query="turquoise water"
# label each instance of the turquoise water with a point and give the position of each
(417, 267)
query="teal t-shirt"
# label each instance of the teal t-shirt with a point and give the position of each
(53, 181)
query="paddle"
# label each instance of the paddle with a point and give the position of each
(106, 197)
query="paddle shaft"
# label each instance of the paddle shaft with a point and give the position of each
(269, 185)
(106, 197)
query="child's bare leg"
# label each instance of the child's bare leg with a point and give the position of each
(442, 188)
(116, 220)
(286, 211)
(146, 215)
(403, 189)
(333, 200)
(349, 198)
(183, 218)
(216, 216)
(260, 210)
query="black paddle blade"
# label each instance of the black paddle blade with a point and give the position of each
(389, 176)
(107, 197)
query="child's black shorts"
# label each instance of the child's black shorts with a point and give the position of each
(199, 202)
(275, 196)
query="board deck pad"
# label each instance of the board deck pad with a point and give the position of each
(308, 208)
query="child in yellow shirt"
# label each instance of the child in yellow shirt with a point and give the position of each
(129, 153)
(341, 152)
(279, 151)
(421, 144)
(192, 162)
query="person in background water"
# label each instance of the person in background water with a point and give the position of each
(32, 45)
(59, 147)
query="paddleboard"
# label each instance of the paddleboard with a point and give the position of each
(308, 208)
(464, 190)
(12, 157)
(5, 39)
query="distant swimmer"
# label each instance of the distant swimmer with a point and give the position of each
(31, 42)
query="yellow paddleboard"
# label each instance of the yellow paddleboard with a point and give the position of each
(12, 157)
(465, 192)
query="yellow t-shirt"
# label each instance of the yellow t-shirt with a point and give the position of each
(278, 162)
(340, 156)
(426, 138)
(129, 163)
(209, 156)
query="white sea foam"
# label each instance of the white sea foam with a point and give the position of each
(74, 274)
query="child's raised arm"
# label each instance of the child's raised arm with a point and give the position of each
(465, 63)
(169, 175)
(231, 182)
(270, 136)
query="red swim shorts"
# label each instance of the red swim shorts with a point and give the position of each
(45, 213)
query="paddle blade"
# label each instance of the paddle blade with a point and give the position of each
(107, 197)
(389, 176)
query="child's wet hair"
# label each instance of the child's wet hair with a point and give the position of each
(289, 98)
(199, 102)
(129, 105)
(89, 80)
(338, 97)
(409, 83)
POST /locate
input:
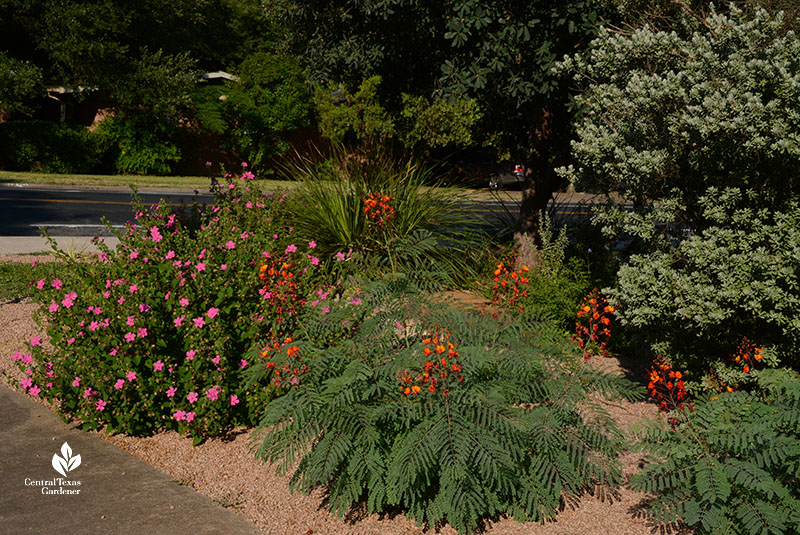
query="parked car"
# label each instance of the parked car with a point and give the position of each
(510, 180)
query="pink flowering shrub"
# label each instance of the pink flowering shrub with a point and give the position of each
(154, 334)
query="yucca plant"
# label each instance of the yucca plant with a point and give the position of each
(410, 402)
(732, 465)
(393, 212)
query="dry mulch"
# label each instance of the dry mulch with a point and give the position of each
(226, 471)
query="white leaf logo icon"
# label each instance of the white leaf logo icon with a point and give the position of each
(65, 463)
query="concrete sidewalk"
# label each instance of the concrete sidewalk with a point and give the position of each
(110, 491)
(15, 245)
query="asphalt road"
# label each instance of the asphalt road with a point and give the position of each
(74, 212)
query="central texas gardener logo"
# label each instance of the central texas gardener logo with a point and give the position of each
(66, 462)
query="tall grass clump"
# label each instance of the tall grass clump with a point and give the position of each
(393, 214)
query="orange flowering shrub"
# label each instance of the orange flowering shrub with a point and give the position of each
(378, 209)
(510, 283)
(284, 362)
(666, 386)
(593, 326)
(438, 373)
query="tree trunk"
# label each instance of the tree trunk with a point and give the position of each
(540, 183)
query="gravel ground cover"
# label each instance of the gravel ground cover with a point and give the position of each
(226, 471)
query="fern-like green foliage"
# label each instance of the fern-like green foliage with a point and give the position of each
(514, 436)
(733, 464)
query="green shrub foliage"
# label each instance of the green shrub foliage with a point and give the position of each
(739, 278)
(409, 402)
(733, 464)
(49, 147)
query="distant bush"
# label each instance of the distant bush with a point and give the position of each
(49, 147)
(139, 144)
(554, 287)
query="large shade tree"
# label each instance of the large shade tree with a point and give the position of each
(498, 54)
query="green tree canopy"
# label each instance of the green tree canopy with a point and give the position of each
(497, 54)
(667, 116)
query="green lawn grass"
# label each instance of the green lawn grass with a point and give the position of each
(200, 183)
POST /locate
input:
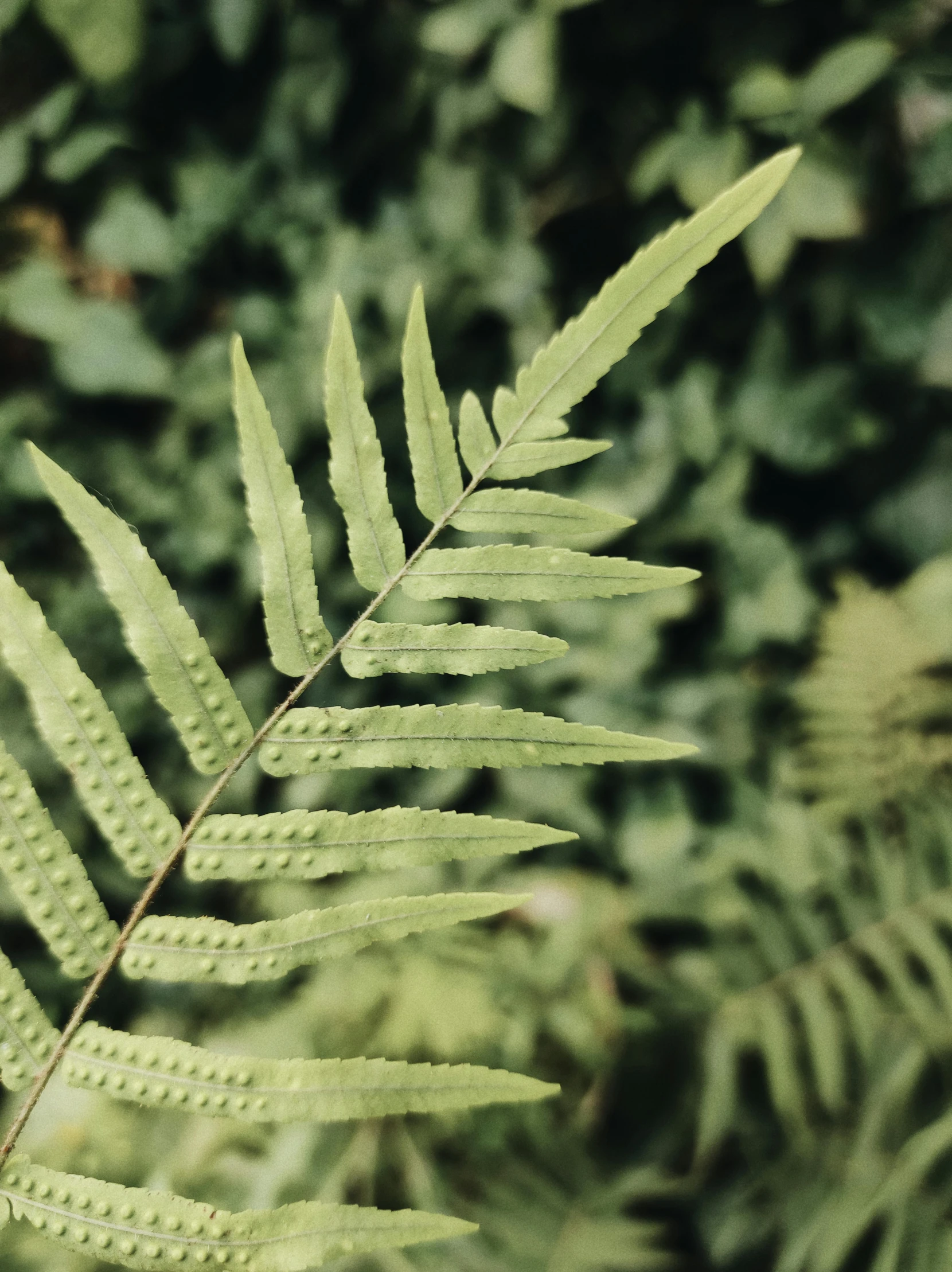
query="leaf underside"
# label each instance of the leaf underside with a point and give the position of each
(84, 736)
(316, 739)
(163, 1072)
(533, 512)
(146, 1229)
(302, 845)
(143, 1229)
(217, 952)
(516, 573)
(48, 878)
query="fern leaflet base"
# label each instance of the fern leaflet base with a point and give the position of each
(302, 845)
(217, 952)
(316, 739)
(27, 1038)
(457, 649)
(163, 1072)
(358, 479)
(144, 1229)
(512, 573)
(533, 512)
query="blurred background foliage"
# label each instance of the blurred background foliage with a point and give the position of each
(741, 973)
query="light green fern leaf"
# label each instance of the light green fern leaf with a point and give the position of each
(533, 512)
(506, 411)
(576, 358)
(295, 631)
(477, 440)
(165, 948)
(163, 1072)
(457, 649)
(437, 479)
(316, 739)
(302, 845)
(185, 677)
(84, 736)
(358, 479)
(144, 1229)
(27, 1038)
(527, 458)
(511, 573)
(48, 878)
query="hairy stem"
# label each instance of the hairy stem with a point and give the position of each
(169, 865)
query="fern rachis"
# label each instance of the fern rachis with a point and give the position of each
(141, 1229)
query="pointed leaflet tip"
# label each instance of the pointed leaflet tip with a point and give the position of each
(295, 631)
(578, 357)
(437, 479)
(358, 479)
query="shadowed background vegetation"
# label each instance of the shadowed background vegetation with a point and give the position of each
(741, 972)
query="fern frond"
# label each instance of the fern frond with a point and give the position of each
(146, 1229)
(438, 482)
(440, 649)
(165, 948)
(302, 845)
(163, 1072)
(533, 512)
(358, 479)
(527, 458)
(873, 714)
(478, 443)
(873, 939)
(48, 878)
(506, 410)
(27, 1038)
(317, 739)
(84, 736)
(295, 633)
(574, 360)
(516, 573)
(182, 673)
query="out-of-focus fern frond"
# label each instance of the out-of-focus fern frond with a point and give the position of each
(876, 705)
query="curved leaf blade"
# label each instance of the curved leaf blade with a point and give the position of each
(182, 673)
(295, 633)
(316, 739)
(358, 479)
(444, 649)
(533, 512)
(163, 1072)
(527, 458)
(437, 479)
(477, 440)
(48, 878)
(302, 845)
(576, 358)
(84, 736)
(217, 952)
(512, 573)
(27, 1038)
(141, 1228)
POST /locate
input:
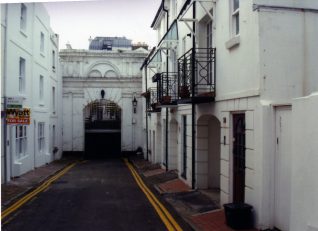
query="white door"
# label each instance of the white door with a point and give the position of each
(282, 168)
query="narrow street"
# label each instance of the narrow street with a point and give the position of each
(93, 195)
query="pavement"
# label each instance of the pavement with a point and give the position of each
(201, 211)
(20, 186)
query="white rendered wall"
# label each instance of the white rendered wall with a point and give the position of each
(26, 44)
(85, 74)
(304, 189)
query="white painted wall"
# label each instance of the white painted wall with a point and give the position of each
(18, 43)
(304, 189)
(85, 74)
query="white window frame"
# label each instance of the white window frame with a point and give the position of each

Task description – Print the data above in full and exactly as it appears, skipping the pictures.

Result of this exercise –
query="turquoise water"
# label each instance of the turquoise water with a point and give the position of each
(417, 267)
query="teal t-shirt"
# label each instance of the teal t-shirt with a point and give the position of each
(53, 181)
query="paddle"
# label each instance of the paddle with a point and give the position of each
(106, 197)
query="paddle shaft"
# label each instance of the paddle shaft with a point and give the position of each
(269, 185)
(106, 197)
query="child's bare leg"
# label each instance of the child's bare leg with a point and give the position of each
(442, 188)
(116, 220)
(286, 211)
(146, 215)
(403, 189)
(333, 200)
(349, 198)
(183, 218)
(216, 216)
(260, 210)
query="black paddle blade"
# label each instance of the black paddle blade with a point and give the position of each
(389, 176)
(107, 197)
query="child's black shorts"
# label each instance of the child's black shorts with a point and give the position of each
(199, 202)
(275, 196)
query="board deck pad"
# label each instance of the board deck pad with a point and give the position of each
(308, 208)
query="child in yellow shirt"
# label each instance of the child in yellow shirt with a point and give the position of each
(129, 153)
(341, 152)
(279, 151)
(421, 144)
(192, 162)
query="person in background water"
# label each instance of the person in background water with a point and give the position of each
(32, 45)
(59, 147)
query="paddleboard"
# label each instance of the paddleboard with a point and give the position of each
(308, 208)
(464, 190)
(12, 157)
(5, 39)
query="distant swimmer"
# label each instance of the distant swimmer with a point and give the position of each
(31, 42)
query="yellow paddleboard"
# label each instance of the yellow paddleboard with a point and give the position of each
(12, 157)
(465, 192)
query="yellow t-shirt"
# label each instance of the yellow t-shirt with a point and give the position of each
(278, 162)
(340, 156)
(426, 138)
(129, 163)
(209, 156)
query="white sea foam"
# label each instance of the white sea foam with a point and give the position of each
(74, 274)
query="child's raised arm"
# label each instance of the child's raised arm with a point and give the position of each
(465, 63)
(169, 175)
(231, 182)
(270, 136)
query="red swim shorts"
# label each instance of the red swim shorts with a point and give the position of each
(45, 213)
query="paddle blade"
# label each instance of the paddle blade with a point and give the position of each
(107, 197)
(389, 176)
query="child's wet hair"
# label each instance of the child's wet hair with a point and give the position of each
(289, 98)
(199, 102)
(129, 105)
(89, 80)
(338, 97)
(409, 83)
POST /locate
input:
query="parked car"
# label each instance of the parked car with a point and give the position of each
(510, 180)
query="pink flowering shrub"
# label each instance of the pink flowering shrub with a point and give the position of each
(154, 334)
query="yucca plant"
# label each instance of the yucca plant with a point and give the position of each
(410, 402)
(732, 465)
(393, 212)
query="dry mulch"
# label each instance of the dry mulch with a point and give the position of each
(226, 471)
query="white leaf logo icon"
# label each instance of the white leaf logo icon with a point and give the position of each
(65, 463)
query="concrete sidewalk"
# label each instance of the concrete sidewalk with a point and give the position of each
(110, 491)
(15, 245)
query="asphalt road"
# label each instance of the asphalt road with a point and give the position of each
(74, 212)
query="central texas gardener logo"
# label each instance of the central texas gardener logo with a point and give the position of each
(66, 462)
query="tall grass clump"
# label each instance of the tall grass clump with a point and give the position of each
(393, 214)
query="orange flowering shrub"
# label each instance of the orange flowering shrub with a point and give the position of each
(378, 209)
(510, 283)
(284, 362)
(666, 386)
(593, 326)
(438, 373)
query="tree trunk"
# label each instance of the tree trunk with a point and give the position of each
(540, 183)
query="gravel ground cover"
# label each instance of the gravel ground cover with a point and give the position of each
(226, 471)
query="fern-like green foliage"
# label each instance of the fern-like green foliage with a point and give the position of each
(514, 436)
(733, 464)
query="green shrub foliage"
# label each instance of the green shrub foliage with a point and give the position of each
(739, 278)
(409, 402)
(733, 464)
(49, 147)
query="distant bush"
# label each instance of the distant bush with a point and give the position of each
(49, 147)
(139, 144)
(554, 287)
query="large shade tree"
# label each instance of the large shade tree with a point and give the position of each
(498, 54)
query="green tree canopy"
# label each instance of the green tree canopy with a point and give the position of each
(497, 54)
(667, 116)
query="green lawn grass"
# label each instance of the green lawn grass with a point and give the position of each
(200, 183)
POST /locate
input:
query="leaf underside"
# label each instance of the leaf underside with a point and give the position of each
(84, 736)
(316, 739)
(163, 1072)
(533, 512)
(146, 1229)
(302, 845)
(143, 1229)
(217, 952)
(516, 573)
(48, 878)
query="fern leaflet base"
# label each instance of the fern leaflet base with a point and give the position of each
(302, 845)
(217, 952)
(316, 739)
(27, 1038)
(457, 649)
(163, 1072)
(358, 479)
(144, 1229)
(512, 573)
(533, 512)
query="blurred background foliage"
# label each instance of the blurred background foliage with a point and give the position of each
(741, 973)
query="light green fern leaf"
# label each instance of the light green fern leaf with a point and give the position of each
(533, 512)
(506, 411)
(576, 358)
(295, 631)
(477, 440)
(165, 948)
(163, 1072)
(457, 649)
(437, 479)
(316, 739)
(302, 845)
(185, 677)
(84, 736)
(358, 479)
(144, 1229)
(27, 1038)
(527, 458)
(511, 573)
(48, 878)
query="hairy stem"
# label each instance of the hairy stem with a point and give the position of each
(169, 865)
query="fern rachis"
# label each instance of the fern rachis with a point and give the position of each
(141, 1229)
query="pointed leaflet tip"
# label each instance of the pointed leaflet tip with a point and give the position of each
(295, 631)
(578, 357)
(437, 479)
(358, 479)
query="shadowed background vegetation"
# label each instance of the shadowed background vegetation with a point and give the position of each
(741, 972)
query="fern frond"
# label each instance of the fern frond with a point and give the position of each
(146, 1229)
(438, 482)
(440, 649)
(165, 948)
(302, 845)
(163, 1072)
(533, 512)
(358, 479)
(527, 458)
(873, 714)
(478, 443)
(873, 939)
(48, 878)
(506, 410)
(27, 1038)
(317, 739)
(84, 736)
(295, 633)
(574, 360)
(516, 573)
(182, 673)
query="out-of-focus fern frond"
# label each instance of the out-of-focus fern frond with a point and give the position of each
(876, 705)
query="curved leaf blade"
# label each instance of the curved leaf blade with a point and give the position of each
(182, 673)
(295, 633)
(316, 739)
(358, 479)
(444, 649)
(533, 512)
(163, 1072)
(527, 458)
(437, 479)
(477, 440)
(48, 878)
(302, 845)
(576, 358)
(84, 736)
(217, 952)
(512, 573)
(27, 1038)
(141, 1228)
POST /locate
input:
query="white door"
# label each instance of the white door with a point and give the position of each
(282, 168)
query="narrow street"
# label each instance of the narrow street with a point and give the position of each
(93, 195)
query="pavement"
# label each instance of the pavement with a point and give the position of each
(201, 211)
(20, 186)
query="white rendered wall"
# label each instance of the white rendered wall with a point and give the position of each
(26, 44)
(85, 74)
(304, 189)
query="white painted wall"
# label each instance of the white painted wall with a point and give the position of each
(18, 43)
(304, 189)
(85, 74)
query="white window frame"
# label each instance of the white window frame with a point and give the position of each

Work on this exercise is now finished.